* Text passage
╭──

Although the film really falls into the anthology genre, a few horror films do this really well but the ones who can really pull if off are all Asian film makers, who have yet to make an anthology film that could be classed as a stinker.

This anthology of “found” footage horror films had been written and directed by some of the most impressive new names in horror today:  Adam Wingard, David Bruckner, Ti West, Glenn McQuaid, Joe Swanberg, and the directing quartet known as Radio Silence.

The film opened January 2012 at the  2012 Sundance Film Festival  and was then  released on demand on August 31, 2012. V/H/S then had a limited  theatrical premiere in the United States on October 5, 2012, in the UK on January 18, 2013, and in Argentina on February 7, 2013.

I will not go into any of the films except for the one that ties all the segments together. A group of young men are hired to steal a video tape from a house. They accept the job and find that the house is full of video tapes, video players and a dead man. As the film moves forward, the action keeps cutting back to the room with the dead (?) man and all those tape players.

╰──

* Brief A
Find every line in the rows below that contains the string "fork" and copy each of those lines. Case counts.

* Task input
╭──

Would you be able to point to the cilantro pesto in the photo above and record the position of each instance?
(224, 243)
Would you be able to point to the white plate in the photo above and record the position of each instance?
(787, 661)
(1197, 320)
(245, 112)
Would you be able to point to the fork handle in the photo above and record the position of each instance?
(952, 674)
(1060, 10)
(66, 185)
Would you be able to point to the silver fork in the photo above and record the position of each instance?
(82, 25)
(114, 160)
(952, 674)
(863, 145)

╰──
╭──

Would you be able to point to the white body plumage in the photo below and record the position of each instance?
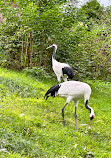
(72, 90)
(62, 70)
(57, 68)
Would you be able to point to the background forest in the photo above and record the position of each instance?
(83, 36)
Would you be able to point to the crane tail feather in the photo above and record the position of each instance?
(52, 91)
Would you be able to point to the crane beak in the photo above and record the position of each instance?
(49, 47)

╰──

* Brief B
Output the passage of the V/H/S review above between "This anthology of" and "known as Radio Silence.", inclusive, copied word for word.

* Correct answer A
Would you be able to point to the fork handle in the photo above and record the position of each instance?
Would you be able to point to the silver fork in the photo above and record the position of each instance?

* Correct answer B
This anthology of “found” footage horror films had been written and directed by some of the most impressive new names in horror today:  Adam Wingard, David Bruckner, Ti West, Glenn McQuaid, Joe Swanberg, and the directing quartet known as Radio Silence.